Aim: The entries below are to be repeated exactly as they stand.

Stored data:
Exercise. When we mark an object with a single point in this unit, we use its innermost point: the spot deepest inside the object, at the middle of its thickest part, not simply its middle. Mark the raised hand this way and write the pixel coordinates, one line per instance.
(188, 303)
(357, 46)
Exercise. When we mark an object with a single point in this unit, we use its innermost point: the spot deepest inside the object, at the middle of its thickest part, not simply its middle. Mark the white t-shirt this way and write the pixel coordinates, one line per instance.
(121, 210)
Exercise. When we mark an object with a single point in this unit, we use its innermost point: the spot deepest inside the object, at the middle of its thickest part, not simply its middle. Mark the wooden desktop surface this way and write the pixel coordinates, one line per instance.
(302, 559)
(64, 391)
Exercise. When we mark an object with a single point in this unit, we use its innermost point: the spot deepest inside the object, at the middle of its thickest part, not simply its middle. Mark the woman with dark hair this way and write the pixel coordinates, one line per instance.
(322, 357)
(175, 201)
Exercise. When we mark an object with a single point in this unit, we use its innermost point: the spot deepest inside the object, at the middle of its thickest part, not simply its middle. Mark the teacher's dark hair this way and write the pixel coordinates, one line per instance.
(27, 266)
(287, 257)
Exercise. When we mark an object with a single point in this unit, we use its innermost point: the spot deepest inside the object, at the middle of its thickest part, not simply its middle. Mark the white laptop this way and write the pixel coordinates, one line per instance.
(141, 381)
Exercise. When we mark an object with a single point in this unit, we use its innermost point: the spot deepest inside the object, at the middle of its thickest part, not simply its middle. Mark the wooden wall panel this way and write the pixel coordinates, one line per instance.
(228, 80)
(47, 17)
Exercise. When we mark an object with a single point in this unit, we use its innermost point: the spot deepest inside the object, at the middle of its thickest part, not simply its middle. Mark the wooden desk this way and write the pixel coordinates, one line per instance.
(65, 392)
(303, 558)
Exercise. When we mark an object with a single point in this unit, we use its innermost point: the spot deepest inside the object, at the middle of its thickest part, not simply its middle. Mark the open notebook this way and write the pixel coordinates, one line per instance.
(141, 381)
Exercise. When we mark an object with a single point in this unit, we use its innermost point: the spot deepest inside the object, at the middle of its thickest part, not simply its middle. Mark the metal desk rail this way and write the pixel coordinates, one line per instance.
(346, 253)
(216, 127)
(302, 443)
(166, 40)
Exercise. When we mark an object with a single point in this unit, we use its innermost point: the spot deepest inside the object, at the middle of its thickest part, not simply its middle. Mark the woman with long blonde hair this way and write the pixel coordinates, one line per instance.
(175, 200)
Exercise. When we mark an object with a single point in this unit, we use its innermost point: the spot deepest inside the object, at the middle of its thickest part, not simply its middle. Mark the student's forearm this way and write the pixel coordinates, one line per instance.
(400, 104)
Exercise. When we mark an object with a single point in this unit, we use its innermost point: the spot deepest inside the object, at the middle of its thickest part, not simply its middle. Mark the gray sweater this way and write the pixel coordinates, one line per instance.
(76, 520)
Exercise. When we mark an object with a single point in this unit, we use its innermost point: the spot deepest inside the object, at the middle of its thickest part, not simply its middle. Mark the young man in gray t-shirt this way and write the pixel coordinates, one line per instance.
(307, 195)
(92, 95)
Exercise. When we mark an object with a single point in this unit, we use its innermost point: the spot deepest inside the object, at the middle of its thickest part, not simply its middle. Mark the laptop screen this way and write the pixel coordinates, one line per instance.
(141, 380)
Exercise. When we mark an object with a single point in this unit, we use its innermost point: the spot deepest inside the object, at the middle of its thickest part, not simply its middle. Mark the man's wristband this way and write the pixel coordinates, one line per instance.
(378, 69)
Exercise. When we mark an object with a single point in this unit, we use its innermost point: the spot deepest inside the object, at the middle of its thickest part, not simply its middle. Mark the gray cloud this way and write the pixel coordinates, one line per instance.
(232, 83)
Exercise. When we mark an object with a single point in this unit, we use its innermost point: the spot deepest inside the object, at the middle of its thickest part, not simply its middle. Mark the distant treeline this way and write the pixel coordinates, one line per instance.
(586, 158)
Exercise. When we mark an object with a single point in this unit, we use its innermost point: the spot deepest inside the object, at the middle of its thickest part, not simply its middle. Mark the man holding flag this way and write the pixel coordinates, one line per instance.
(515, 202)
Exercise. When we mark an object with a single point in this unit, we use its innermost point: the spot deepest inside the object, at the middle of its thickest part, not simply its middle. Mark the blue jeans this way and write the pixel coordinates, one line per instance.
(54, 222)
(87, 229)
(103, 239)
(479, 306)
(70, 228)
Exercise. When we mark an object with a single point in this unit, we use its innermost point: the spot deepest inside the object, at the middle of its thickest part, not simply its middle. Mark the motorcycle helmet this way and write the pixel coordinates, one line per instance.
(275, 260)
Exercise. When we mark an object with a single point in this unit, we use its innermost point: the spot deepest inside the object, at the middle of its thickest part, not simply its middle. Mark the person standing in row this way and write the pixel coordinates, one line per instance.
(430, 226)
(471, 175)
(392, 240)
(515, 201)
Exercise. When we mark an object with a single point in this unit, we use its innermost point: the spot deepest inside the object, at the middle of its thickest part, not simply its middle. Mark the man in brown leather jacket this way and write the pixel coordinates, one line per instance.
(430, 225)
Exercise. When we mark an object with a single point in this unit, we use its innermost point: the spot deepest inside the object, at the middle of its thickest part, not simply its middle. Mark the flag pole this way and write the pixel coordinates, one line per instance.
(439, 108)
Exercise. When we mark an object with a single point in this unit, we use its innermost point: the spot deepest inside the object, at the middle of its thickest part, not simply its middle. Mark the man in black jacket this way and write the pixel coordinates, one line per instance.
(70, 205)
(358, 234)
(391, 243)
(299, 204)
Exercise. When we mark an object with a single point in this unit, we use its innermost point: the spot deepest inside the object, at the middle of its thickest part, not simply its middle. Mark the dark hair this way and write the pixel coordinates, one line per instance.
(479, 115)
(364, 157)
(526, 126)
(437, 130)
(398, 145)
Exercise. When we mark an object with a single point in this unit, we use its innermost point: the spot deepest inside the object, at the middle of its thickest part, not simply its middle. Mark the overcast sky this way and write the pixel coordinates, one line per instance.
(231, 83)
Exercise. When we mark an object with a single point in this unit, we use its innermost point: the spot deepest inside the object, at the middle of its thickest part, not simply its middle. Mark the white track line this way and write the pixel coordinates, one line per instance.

Expected answer:
Exercise. When we mark an object with a single point in this unit, we use its innermost point: the spot deepest inside the object, at the middle of its thickest part, not simply its middle. Mark the raised hand this way and write the pixel coordinates, one line per instance.
(188, 303)
(357, 46)
Exercise. When we mark an object with a single point in this unit, we use its innermost point: the spot deepest inside the object, at the middle of its thickest part, not simply its middle. Mark the white t-shirt this way and write the pixel coordinates, one line per instance.
(121, 210)
Exercise. When we mark an object with a single point in this unit, we use its innermost point: the spot deepest inside the object, at the middle of its thickest part, not simply its middle. Mark the wooden desktop surface this way and write the pixel coordinates, one line per instance.
(302, 559)
(64, 391)
Exercise. When we mark an object with a single point in this unit, we use its innermost point: the spot deepest inside the object, at the middle of its thickest part, not simply its middle. Mark the woman with dark hair this way and write the pixel coordinates, one line per instance.
(322, 357)
(175, 201)
Exercise. When we mark an object with a single point in this unit, we use its innermost point: the spot deepest inside the object, at the middle of its thickest part, not simply its middle. Mark the teacher's dark hair this way and write the pixel coordinates, one line per instance.
(27, 266)
(287, 257)
Exercise. When we mark an object with a single point in this unit, we use its innermost point: the spot deepest inside the object, at the middle of its thickest part, not simply its middle. Mark the white laptop this way and write the pixel coordinates, one line per instance.
(141, 381)
Exercise. When we mark an object with a single point in this unit, we use its innermost point: the spot deepest inside the object, at the middle of its thickest part, not simply its middle. Mark the wooden wall panel this way and write the pixel coordinates, one line per instance.
(228, 80)
(47, 17)
Exercise. When we mark an object with a single point in this unit, we use its innermost point: the spot deepest inside the object, at the middle of its thickest part, not simply its middle. Mark the wooden desk this way and write the pixel coordinates, one line per instance.
(65, 392)
(303, 558)
Exercise. When we mark an object with a single point in this unit, we use its innermost point: the spot deepest inside the object, at the middle of its thickest part, not simply its middle. Mark the open notebook this way and write the pixel coordinates, one line per instance.
(141, 381)
Exercise. When we mark an object with a single point in this unit, we use its innermost point: the spot deepest inside the object, at the middle of its thickest part, not simply its middle. Mark the metal desk rail this way and write the pixel coordinates, one line per instance.
(346, 253)
(216, 127)
(302, 443)
(166, 40)
Exercise. When we mark an object with a single point in this unit, we use its innermost point: the spot deepest inside the object, at the middle of its thickest part, not simply its middle. Mark the woman with long blonde hair this way and write the pixel coordinates, one line per instance.
(175, 200)
Exercise. When we mark an object with a single point in this unit, we use its innermost point: the spot deepest inside the object, at the middle of its thickest part, not simply its middle. Mark the student's forearm this way and write the pixel coordinates, one line per instance.
(400, 104)
Exercise. When we mark an object with a single point in this unit, we use its innermost point: the spot deepest inside the object, at the middle of its thickest part, not simply its middle. Mark the gray sweater this way and write the pixel coordinates, one line per instance.
(76, 520)
Exercise. When we mark an object with a single point in this unit, we use its innermost point: the spot deepest inside the object, at the middle of its thickest part, not simply its middle. Mark the young man in gray t-shirt this way and write the pixel coordinates, one line per instance.
(307, 195)
(92, 95)
Exercise. When we mark an object with a single point in this unit, we use its innermost point: the spot deepest inside the object, at the middle of its thickest part, not simply its middle. Mark the laptop screen this way and write the pixel coordinates, one line per instance.
(141, 380)
Exercise. When we mark an object with a single point in this unit, we use its innermost point: the spot deepest inside the object, at the middle of its thickest part, not simply its middle. Mark the man's wristband this way and write the pixel coordinates, one line per instance.
(378, 69)
Exercise. When we mark an object with a single point in this unit, we use its innermost point: the spot deepest inside the object, at the middle of its thickest part, not simply its middle. Mark the gray cloud this way and write the pixel coordinates, one line per instance.
(232, 83)
Exercise. When we mark an object with a single point in this unit, we use its innermost point: the spot deepest inside the object, at the middle of its thickest part, not simply its middle. Mark the distant treeline this way and write the pixel coordinates, one line per instance.
(586, 158)
Exercise. When we mark an object with a single point in this unit, we use its innermost point: the spot deepest inside the object, at the middle of its thickest part, not simply its middle. Mark the man holding flag this way and write the pixel coordinates, one line per instance.
(515, 202)
Exercise. When we mark an object with a single point in this unit, we use its innermost point: the spot deepest inside the object, at the middle of its thickest part, not simply its middle. Mark the blue jeans this way and write the pixel coordinates, one line per instance.
(54, 222)
(87, 229)
(103, 239)
(479, 306)
(70, 228)
Exercise. When we mark an object with a single point in this unit, we use its innermost point: the spot deepest inside the object, at the middle of its thickest part, not simply its middle. Mark the motorcycle helmet this way and write the pixel coordinates, one line per instance.
(275, 260)
Exercise. When we mark an object with a single point in this unit, we use its innermost point: the spot deepest inside the object, at the middle of its thickest part, not simply its middle. Mark the person standing in row this way and write the pixel coordinates, one line per instance.
(430, 226)
(471, 175)
(392, 240)
(515, 201)
Exercise. When we mark an object with a single point in this unit, we use its innermost point: the spot deepest inside the object, at the middle of its thickest part, not simply its middle. Mark the man in brown leather jacket this way and write the pixel coordinates, one line per instance.
(430, 225)
Exercise. When we mark an object with a single point in this unit, we use its innermost point: the spot deepest inside the object, at the middle of its thickest part, not simply its middle. Mark the flag pole this way and write the pixel coordinates, one line per instance.
(439, 108)
Exercise. When we mark an object with a single point in this unit, we use its innermost point: the spot deepest inside the object, at the middle of its thickest part, not simply its middle. Mark the man in black jacket this way and write the pixel coordinates, one line per instance.
(70, 205)
(358, 234)
(391, 243)
(299, 204)
Exercise. When we mark an object with a single point in this unit, we use its innermost point: the spot deepest inside the object, at the middle of its thickest part, not simply its middle. Mark the dark hair this way and write the pixel coordinates, one line per instance.
(479, 115)
(364, 157)
(526, 126)
(437, 130)
(398, 145)
Exercise. When we mark an object with a single point in this unit, we use its innermost point: the spot deepest inside the object, at the middle of its thickest part, not simply its middle. Mark the overcast sky this way and write the pixel coordinates, one line per instance.
(231, 83)
Exercise. When we mark an object with a single point in this unit, we use its innermost point: the spot deepest inside the object, at the middle of its thickest part, not simply its middle. Mark the white track line this way and write the pixel coordinates, one line per instance.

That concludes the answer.